Return each line in the entries below that contains the string "pitch", copied in full. Case counts when matching.

+++ SUPPLIED MATERIAL

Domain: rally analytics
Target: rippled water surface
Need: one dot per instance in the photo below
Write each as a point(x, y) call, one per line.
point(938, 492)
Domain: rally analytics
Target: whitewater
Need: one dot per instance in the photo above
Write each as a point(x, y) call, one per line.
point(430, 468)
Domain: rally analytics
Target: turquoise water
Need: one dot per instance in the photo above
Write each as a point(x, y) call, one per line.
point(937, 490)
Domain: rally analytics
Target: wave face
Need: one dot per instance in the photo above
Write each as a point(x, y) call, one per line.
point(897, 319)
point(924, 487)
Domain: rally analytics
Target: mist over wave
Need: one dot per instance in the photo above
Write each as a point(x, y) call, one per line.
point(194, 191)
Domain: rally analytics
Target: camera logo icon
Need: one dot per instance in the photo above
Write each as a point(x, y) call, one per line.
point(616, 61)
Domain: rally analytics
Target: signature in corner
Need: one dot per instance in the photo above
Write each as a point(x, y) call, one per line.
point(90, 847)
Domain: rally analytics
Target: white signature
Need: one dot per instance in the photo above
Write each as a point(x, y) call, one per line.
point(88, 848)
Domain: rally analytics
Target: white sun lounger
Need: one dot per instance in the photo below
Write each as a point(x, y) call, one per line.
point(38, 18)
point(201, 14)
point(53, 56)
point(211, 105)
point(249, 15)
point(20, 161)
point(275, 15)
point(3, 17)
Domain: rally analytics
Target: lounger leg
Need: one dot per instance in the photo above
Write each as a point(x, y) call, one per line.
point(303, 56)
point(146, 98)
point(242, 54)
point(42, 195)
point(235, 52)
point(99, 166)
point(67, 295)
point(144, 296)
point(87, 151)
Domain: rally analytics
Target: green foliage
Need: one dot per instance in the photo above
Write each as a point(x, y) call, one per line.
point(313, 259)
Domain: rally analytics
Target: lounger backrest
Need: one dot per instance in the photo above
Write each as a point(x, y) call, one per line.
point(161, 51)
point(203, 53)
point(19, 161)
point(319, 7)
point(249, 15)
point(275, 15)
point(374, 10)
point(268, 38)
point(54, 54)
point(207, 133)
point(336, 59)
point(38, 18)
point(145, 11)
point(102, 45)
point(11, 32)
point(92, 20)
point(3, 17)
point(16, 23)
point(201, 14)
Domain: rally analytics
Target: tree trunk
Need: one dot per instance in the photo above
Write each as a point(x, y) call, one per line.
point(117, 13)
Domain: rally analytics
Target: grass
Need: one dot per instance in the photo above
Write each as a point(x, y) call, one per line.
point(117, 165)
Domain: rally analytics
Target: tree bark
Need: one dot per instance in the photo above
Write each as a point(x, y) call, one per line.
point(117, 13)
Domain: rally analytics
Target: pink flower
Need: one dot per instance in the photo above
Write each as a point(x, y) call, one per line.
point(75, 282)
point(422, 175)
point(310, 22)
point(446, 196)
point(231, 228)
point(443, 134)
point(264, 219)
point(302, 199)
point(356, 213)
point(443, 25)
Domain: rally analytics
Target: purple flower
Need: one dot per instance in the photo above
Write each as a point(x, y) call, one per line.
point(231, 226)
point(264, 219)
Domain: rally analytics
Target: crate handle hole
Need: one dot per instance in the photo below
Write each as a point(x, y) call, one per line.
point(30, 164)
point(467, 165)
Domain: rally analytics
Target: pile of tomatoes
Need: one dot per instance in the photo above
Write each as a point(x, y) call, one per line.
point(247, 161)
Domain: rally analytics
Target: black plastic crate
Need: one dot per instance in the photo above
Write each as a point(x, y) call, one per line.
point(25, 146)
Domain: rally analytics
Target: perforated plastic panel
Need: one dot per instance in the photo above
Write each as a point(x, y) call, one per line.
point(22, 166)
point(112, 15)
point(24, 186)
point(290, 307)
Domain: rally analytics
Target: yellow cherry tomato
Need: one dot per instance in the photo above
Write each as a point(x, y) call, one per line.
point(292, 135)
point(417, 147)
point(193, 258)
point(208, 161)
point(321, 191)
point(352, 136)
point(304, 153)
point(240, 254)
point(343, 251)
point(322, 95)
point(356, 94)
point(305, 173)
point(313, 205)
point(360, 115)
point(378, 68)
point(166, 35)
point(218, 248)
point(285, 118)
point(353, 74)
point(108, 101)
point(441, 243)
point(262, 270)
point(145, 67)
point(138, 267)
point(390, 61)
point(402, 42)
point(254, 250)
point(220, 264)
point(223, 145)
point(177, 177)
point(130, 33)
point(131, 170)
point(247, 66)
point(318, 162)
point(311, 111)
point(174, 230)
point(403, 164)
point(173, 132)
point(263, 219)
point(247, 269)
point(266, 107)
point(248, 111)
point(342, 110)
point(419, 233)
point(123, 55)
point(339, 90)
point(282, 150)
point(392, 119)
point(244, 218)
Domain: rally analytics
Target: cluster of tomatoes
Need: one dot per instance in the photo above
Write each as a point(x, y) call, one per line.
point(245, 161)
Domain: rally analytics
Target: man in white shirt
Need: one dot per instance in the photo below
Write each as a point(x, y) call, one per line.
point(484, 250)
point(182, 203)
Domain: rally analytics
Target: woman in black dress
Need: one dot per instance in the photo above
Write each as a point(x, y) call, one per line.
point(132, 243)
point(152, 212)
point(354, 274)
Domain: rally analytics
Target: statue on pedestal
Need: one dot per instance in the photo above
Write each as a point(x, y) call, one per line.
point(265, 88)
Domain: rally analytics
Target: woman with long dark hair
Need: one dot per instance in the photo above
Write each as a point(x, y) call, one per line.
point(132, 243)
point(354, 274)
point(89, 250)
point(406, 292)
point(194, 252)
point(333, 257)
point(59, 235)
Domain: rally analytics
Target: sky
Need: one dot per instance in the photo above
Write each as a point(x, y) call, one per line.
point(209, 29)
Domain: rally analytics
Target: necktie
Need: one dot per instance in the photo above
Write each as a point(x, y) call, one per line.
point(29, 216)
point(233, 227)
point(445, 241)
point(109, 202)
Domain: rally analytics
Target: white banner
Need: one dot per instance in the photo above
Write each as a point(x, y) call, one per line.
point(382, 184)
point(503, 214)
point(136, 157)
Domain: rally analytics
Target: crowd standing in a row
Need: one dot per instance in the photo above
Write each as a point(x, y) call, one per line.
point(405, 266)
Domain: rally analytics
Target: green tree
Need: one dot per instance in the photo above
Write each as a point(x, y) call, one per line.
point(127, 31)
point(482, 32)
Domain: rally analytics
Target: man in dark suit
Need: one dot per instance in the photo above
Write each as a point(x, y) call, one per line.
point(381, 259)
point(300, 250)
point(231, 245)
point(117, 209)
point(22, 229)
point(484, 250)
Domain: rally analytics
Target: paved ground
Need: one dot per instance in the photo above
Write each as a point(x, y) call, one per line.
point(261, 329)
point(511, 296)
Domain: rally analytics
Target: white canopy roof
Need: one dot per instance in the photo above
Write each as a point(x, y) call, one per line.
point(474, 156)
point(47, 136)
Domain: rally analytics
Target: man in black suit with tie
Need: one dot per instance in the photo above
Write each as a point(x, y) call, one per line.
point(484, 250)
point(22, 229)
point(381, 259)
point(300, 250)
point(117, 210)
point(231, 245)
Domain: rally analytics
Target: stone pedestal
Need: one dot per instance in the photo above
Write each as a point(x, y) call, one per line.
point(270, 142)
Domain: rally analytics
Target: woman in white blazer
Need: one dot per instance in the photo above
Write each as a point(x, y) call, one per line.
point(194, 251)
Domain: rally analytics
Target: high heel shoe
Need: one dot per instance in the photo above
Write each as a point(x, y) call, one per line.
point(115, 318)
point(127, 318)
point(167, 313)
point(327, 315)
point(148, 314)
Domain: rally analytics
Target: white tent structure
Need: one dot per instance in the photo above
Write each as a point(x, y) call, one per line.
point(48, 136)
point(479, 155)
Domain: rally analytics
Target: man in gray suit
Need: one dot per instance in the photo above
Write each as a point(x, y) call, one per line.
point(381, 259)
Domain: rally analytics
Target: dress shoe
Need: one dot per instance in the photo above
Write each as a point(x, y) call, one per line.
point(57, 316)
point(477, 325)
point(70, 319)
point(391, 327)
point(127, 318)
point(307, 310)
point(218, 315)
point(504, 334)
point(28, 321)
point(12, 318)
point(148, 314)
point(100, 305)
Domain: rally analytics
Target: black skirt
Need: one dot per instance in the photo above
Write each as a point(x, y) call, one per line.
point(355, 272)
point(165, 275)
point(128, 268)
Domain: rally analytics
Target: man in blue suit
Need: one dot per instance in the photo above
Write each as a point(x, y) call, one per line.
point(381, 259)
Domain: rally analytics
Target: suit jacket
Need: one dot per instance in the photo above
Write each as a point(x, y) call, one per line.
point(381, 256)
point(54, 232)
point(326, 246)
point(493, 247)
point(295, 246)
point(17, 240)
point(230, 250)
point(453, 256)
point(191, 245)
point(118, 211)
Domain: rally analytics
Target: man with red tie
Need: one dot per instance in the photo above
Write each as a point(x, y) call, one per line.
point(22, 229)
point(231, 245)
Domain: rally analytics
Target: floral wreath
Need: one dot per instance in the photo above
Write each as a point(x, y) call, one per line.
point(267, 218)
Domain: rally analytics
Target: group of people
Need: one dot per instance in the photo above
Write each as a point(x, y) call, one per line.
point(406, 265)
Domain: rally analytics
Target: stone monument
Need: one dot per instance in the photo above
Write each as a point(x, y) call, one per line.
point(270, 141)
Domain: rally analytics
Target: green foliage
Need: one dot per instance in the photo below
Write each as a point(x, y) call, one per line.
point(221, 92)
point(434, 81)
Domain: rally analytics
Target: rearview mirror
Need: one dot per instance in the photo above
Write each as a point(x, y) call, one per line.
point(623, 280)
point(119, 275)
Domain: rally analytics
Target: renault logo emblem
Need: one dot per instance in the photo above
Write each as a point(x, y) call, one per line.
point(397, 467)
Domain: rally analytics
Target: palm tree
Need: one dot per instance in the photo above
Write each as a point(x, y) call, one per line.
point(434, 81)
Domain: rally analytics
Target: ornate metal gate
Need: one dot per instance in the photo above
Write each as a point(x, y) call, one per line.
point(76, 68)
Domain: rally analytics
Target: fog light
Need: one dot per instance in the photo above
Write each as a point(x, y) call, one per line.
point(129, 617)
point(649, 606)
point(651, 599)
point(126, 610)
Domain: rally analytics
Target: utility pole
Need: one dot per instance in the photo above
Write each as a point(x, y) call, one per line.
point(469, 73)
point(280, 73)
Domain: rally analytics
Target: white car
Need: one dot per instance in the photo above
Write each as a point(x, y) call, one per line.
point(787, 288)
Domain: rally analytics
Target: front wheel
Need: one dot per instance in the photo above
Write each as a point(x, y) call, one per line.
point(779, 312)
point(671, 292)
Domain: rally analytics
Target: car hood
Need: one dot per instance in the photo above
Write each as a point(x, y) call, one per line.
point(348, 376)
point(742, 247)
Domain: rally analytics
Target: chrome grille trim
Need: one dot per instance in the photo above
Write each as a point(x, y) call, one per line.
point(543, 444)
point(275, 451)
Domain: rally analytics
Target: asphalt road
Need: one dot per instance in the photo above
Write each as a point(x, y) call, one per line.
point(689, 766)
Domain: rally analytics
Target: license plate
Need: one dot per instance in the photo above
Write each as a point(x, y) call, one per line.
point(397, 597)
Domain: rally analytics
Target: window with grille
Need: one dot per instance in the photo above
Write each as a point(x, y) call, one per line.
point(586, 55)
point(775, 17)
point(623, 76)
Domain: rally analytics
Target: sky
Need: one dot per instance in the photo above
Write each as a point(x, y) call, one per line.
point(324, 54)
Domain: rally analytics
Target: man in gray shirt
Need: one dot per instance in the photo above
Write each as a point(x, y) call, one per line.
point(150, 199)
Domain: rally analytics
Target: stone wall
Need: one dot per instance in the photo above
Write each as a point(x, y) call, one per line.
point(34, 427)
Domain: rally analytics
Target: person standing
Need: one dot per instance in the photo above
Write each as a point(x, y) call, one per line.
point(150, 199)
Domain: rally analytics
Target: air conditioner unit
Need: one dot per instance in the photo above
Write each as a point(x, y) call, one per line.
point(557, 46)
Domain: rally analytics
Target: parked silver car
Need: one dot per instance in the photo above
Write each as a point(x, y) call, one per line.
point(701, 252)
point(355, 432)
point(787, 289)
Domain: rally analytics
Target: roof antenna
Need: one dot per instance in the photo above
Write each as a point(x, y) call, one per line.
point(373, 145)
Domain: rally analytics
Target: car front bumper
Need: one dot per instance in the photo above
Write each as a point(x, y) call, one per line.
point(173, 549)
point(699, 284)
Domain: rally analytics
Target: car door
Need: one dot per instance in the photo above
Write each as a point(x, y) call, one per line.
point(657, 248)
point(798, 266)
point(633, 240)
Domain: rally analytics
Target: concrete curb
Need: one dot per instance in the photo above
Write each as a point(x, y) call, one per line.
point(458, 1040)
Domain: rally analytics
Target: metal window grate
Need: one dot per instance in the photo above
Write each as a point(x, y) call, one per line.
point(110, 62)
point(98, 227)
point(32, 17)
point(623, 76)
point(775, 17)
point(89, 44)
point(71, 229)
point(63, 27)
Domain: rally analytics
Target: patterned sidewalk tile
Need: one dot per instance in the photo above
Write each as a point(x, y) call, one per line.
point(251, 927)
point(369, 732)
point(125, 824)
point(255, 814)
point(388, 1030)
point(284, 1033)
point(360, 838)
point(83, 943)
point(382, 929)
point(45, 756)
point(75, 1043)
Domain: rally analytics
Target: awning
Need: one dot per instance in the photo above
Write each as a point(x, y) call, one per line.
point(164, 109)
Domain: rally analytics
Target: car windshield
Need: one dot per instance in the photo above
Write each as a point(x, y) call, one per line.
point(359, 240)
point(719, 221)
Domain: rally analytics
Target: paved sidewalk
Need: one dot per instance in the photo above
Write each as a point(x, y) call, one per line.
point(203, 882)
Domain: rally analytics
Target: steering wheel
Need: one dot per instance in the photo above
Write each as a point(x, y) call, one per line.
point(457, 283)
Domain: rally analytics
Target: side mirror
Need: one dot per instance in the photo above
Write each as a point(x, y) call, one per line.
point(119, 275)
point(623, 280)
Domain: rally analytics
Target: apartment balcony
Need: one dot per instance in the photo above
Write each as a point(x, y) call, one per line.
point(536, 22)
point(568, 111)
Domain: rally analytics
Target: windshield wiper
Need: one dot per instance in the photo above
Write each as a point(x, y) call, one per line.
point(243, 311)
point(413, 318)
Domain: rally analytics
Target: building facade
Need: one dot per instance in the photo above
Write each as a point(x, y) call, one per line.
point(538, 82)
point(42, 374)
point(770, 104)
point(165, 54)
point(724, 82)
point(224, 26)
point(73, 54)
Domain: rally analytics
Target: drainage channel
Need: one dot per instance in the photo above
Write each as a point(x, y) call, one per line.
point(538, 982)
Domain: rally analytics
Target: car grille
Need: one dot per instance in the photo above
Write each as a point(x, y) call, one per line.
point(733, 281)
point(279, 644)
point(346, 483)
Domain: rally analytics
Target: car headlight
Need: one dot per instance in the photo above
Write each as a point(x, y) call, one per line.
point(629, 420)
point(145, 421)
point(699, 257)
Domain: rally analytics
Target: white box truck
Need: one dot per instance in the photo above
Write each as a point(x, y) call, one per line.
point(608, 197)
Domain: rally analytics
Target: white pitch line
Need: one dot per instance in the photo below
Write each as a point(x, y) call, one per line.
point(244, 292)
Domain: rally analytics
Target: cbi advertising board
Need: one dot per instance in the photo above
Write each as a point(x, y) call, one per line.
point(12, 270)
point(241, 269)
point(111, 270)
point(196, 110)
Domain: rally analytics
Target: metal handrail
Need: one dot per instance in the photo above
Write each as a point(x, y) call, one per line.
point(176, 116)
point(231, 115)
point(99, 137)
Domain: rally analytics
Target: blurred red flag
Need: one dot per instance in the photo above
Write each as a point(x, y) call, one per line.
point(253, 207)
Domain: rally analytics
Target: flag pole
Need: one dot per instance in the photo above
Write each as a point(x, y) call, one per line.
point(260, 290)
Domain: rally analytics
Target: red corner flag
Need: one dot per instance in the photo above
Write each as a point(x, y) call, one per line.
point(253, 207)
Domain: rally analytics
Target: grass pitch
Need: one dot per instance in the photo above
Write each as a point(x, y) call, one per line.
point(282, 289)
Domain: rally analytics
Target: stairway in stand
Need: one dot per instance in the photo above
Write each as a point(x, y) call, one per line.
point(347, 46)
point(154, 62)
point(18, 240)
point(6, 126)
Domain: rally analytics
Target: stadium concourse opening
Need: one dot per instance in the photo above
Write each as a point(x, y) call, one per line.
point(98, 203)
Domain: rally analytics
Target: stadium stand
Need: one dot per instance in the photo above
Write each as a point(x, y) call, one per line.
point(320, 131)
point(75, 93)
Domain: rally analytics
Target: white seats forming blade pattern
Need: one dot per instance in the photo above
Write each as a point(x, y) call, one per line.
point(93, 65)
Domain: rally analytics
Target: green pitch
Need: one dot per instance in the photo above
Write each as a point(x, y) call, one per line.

++++++

COMPLETE ANSWER »
Target: white pitch line
Target: grass pitch
Target: green pitch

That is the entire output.